These are long problems..I know haha.

23. Astrophysics

So for gx we are solving for y

24. Astrophysics

$2xe^{y/2}=0$

25. anonymous

xey/2=0

26. anonymous

how do we solve for y

27. Astrophysics

Mhm sec, I am getting - infinity for that

28. Astrophysics

Oh oops, solve for x haha.

29. Astrophysics

That makes more sense, and should be a lot more easier :)

30. anonymous

so x=0

31. Astrophysics

Right, now for gy solve for y

32. Astrophysics

$\large g_y = \frac{ 1 }{ 2 }e^{y/2}(x^2+y+2) = 0$

33. Astrophysics

So the reason we're doing this is actually to find the critical points, this is the most tedious part, but after it will get better.

34. anonymous

i don't know how to solve it because of e^(y/2)

35. Astrophysics

Get rid of it :P |dw:1438324656542:dw|

36. Astrophysics

Now go ahead and solve for y

37. anonymous

oh both e^(y/2) and (x2+y+2)=0 so y= -2 right?

## RECORD EXTRACTS
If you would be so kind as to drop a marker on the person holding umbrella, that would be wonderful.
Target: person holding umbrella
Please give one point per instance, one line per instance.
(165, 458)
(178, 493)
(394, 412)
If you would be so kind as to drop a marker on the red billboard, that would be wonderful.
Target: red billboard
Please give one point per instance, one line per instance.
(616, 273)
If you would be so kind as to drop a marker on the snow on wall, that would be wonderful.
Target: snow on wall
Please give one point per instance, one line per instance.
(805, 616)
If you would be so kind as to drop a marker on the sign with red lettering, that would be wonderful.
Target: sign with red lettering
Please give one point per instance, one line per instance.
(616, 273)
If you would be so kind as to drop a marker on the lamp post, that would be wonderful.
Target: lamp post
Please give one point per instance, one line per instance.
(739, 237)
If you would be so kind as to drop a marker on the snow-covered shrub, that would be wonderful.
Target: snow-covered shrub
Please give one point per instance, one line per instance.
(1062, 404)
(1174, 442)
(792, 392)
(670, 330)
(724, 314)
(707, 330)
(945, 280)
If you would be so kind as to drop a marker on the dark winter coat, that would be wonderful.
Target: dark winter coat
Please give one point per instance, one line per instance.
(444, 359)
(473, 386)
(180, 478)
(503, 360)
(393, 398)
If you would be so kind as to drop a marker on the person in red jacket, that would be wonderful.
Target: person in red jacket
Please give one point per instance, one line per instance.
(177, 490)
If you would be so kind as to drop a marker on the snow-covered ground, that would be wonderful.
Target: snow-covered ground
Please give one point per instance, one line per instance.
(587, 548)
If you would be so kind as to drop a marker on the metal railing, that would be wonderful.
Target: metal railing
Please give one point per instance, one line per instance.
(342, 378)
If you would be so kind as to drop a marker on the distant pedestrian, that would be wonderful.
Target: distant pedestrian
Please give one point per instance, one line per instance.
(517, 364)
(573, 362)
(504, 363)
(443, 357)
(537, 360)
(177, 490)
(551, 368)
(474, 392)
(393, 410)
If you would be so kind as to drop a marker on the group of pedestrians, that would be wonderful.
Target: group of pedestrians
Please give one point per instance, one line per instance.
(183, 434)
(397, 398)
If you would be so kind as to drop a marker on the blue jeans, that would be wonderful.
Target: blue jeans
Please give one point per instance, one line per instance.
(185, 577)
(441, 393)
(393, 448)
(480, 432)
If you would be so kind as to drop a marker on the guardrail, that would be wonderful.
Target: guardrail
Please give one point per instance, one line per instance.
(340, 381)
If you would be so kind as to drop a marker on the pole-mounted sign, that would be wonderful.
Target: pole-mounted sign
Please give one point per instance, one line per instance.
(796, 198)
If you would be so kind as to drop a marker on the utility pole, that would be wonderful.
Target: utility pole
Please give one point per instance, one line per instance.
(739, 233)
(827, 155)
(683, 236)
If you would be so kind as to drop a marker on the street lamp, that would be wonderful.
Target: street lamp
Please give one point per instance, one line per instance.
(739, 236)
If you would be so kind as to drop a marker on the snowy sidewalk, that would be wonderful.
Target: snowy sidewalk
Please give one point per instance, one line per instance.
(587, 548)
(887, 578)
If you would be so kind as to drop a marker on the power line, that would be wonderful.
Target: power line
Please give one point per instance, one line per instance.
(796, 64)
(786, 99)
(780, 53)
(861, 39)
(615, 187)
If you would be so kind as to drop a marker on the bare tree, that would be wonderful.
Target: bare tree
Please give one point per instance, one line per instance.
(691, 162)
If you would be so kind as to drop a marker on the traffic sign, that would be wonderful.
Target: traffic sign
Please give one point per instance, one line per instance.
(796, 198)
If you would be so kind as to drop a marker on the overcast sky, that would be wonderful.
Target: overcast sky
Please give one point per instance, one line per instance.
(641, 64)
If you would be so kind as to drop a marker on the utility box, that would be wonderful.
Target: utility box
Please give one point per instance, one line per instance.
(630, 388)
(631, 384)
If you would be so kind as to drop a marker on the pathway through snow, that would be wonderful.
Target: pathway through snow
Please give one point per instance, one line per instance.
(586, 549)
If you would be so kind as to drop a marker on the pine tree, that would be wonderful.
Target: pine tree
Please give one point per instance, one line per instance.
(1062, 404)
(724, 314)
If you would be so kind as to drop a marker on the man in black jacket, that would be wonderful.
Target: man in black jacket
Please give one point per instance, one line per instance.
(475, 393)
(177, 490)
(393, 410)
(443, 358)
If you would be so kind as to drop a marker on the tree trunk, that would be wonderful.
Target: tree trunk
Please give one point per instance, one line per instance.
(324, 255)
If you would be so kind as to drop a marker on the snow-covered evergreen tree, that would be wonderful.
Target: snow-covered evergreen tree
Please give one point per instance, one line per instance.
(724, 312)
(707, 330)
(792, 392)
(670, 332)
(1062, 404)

## REQUIRED WORK
• 1. Reproduce the passage of the forum thread on finding critical points that opens with the words containing "how do we solve" and closes with "more easier :)".
• 2. In the forum thread on finding critical points, which numbered posts are signed "anonymous"? List their numbers.
• 3. Answer these questions from the forum thread on finding critical points:
(a) What value of x does the anonymous poster find?
(b) What purpose does Astrophysics give for solving these equations?
(c) What value of y does the final post propose?

## SOLUTIONS TO EACH TASK
• 1.
how do we solve for y

27. Astrophysics

Mhm sec, I am getting - infinity for that

28. Astrophysics

Oh oops, solve for x haha.

29. Astrophysics

That makes more sense, and should be a lot more easier :)

• 2. 25, 26, 30, 34, 37

• 3.
(a) x = 0
(b) To find the critical points.
(c) y = -2